EXERCISE INSTRUCTIONS.
In the listing below, copy the lines starting with the line with "of the group" and going on through the line with "[(154, 122), (13, 141)]". Swap "pink flowers" for "rose-colored blooms" and leave everything else unchanged.

╭─ DATA FOR THIS EXERCISE

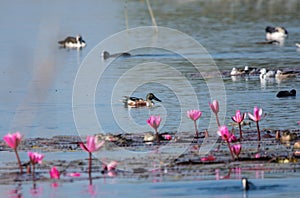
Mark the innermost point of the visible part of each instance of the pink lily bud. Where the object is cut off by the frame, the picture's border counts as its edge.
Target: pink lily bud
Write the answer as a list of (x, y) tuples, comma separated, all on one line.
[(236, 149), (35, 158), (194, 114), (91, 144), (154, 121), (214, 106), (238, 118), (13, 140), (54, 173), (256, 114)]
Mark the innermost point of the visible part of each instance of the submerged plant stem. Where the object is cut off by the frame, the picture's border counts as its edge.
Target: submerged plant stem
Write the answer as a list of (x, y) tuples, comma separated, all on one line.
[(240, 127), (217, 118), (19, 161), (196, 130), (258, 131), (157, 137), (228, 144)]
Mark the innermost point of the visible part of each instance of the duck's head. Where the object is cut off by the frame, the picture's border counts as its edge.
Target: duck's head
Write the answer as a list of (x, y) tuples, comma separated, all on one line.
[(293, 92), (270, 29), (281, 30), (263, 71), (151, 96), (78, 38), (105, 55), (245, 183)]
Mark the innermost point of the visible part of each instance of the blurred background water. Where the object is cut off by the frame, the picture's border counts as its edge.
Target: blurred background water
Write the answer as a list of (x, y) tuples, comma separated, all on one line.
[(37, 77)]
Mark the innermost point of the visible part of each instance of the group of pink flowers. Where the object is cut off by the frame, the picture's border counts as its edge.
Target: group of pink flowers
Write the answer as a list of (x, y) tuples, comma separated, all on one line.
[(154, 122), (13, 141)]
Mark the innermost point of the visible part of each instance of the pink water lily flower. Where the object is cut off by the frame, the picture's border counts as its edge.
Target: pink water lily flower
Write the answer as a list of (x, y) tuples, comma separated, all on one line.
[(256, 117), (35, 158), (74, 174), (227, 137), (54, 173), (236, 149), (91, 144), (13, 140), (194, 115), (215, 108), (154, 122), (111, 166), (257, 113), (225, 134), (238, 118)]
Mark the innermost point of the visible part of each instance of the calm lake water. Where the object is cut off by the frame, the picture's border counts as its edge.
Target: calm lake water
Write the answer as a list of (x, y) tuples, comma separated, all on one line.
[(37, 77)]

╰─
╭─ DATA FOR THIS EXERCISE

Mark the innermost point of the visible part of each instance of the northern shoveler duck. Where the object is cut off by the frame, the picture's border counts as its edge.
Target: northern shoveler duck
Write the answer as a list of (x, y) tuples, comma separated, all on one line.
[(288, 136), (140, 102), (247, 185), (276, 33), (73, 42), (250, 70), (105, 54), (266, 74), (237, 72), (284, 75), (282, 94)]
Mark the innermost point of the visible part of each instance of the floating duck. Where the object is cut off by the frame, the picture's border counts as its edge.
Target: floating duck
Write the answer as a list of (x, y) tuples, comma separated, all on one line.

╰─
╭─ DATA FOR THIS EXERCISE

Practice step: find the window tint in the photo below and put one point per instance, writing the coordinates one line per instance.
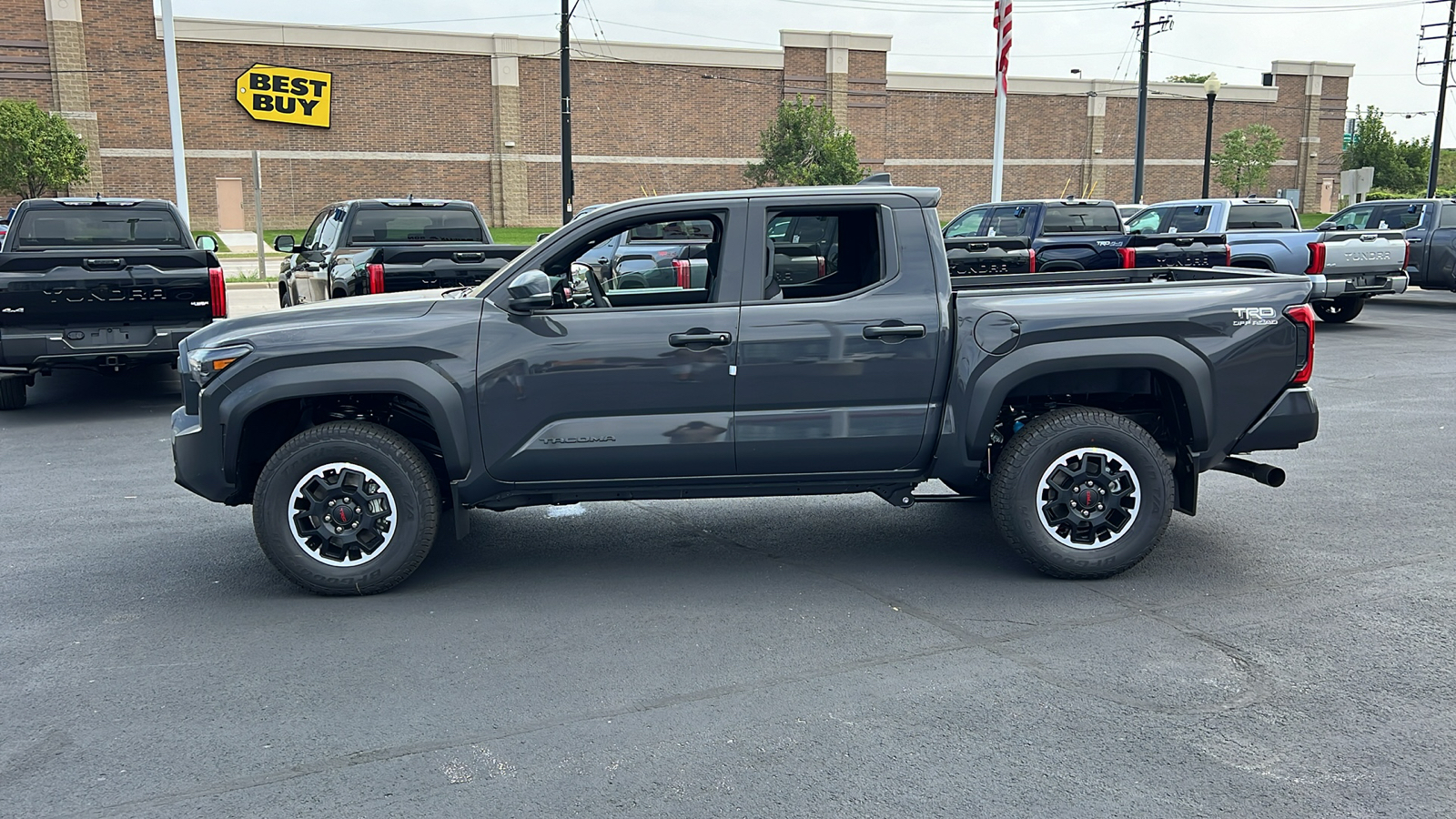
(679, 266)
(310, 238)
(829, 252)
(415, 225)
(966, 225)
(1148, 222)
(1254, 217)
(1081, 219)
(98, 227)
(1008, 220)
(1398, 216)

╰─

RESULT OF THIS EXERCISE.
Mark the innermost point of the visible part of each instance of the group of rose-colored blooms. Where the object is cut off by the frame, the picture's border counts as its edge.
Target: group of rose-colored blooms
Write the answer as a list of (x, y) tuples, comma separated, all on one line.
[(154, 122), (13, 141)]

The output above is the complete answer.